赵国宝诗集《把住村庄的门》出版发行

日前,赵国宝诗集《把住村庄的门》由团结出版社出版发行。该诗集由陇西籍著名诗人、《飞天》主编马青山和著名诗人、“定西市马家窑文学奖”一等奖获得者刘晋寿作序,收录作者20年来创作的现代诗作品100余首。


序一

读诗读出了心跳和感动

马青山

翻动面前的诗稿,我首先被一首《父亲》紧紧攫住了目光。赵国宝笔下的父亲,在“被解除了民办教师”之后,其乡村文化人的形象非但没有减损,反而更为凸显。经历了长久的沉默和醉倾坡头的失落,父亲——

在园子里栽了许多树

在树下替人算账、写对子、看手相

在树下教人下象棋、唱秦腔

杏花儿开了

他去担粪、耕种

麦梢儿黄了

他去磨镰、碾场

树叶儿落了

他穿起厚衣裳

站在土墙根下晒太阳

陌生吗?一点也不。这凡俗的场景、惯常的生活,如水而来、逐水而去。在诗人极尽简约、不动声色的叙述里,我们看到的是一个农历中大写的人对于命运的隐忍和顺从,波澜不惊、从容不迫;二十多年的寒暑易节、时序更迭后,他“依旧是村里一个有文化的人”,站着做人的姿态从未改变。这里有人子对老父的尊崇和敬重,也有一言难尽的心酸。

• 练习任务
A. 根据原文,诗集《把住村庄的门》由哪家出版社出版发行?
B. 把原文中从“陌生吗?一点也不。这凡俗的场”起、到“和敬重,也有一言难尽的心酸。”止的部分重写一遍,其中的“老父”一律换成“父亲”。

• 所给数据
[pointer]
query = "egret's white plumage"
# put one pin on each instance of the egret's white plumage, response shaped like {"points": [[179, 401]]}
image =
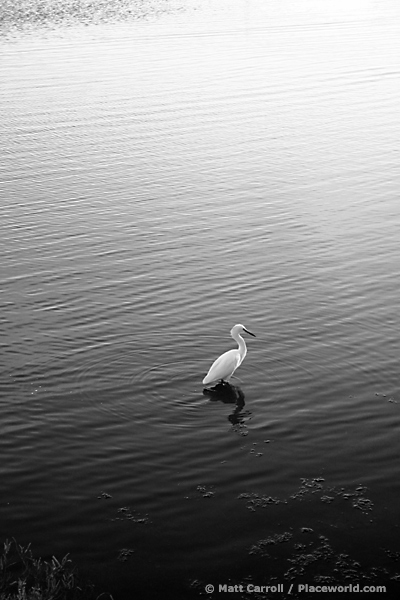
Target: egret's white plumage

• 各题答案
A. 团结出版社。

B.
陌生吗?一点也不。这凡俗的场景、惯常的生活,如水而来、逐水而去。在诗人极尽简约、不动声色的叙述里,我们看到的是一个农历中大写的人对于命运的隐忍和顺从,波澜不惊、从容不迫;二十多年的寒暑易节、时序更迭后,他“依旧是村里一个有文化的人”,站着做人的姿态从未改变。这里有人子对父亲的尊崇和敬重,也有一言难尽的心酸。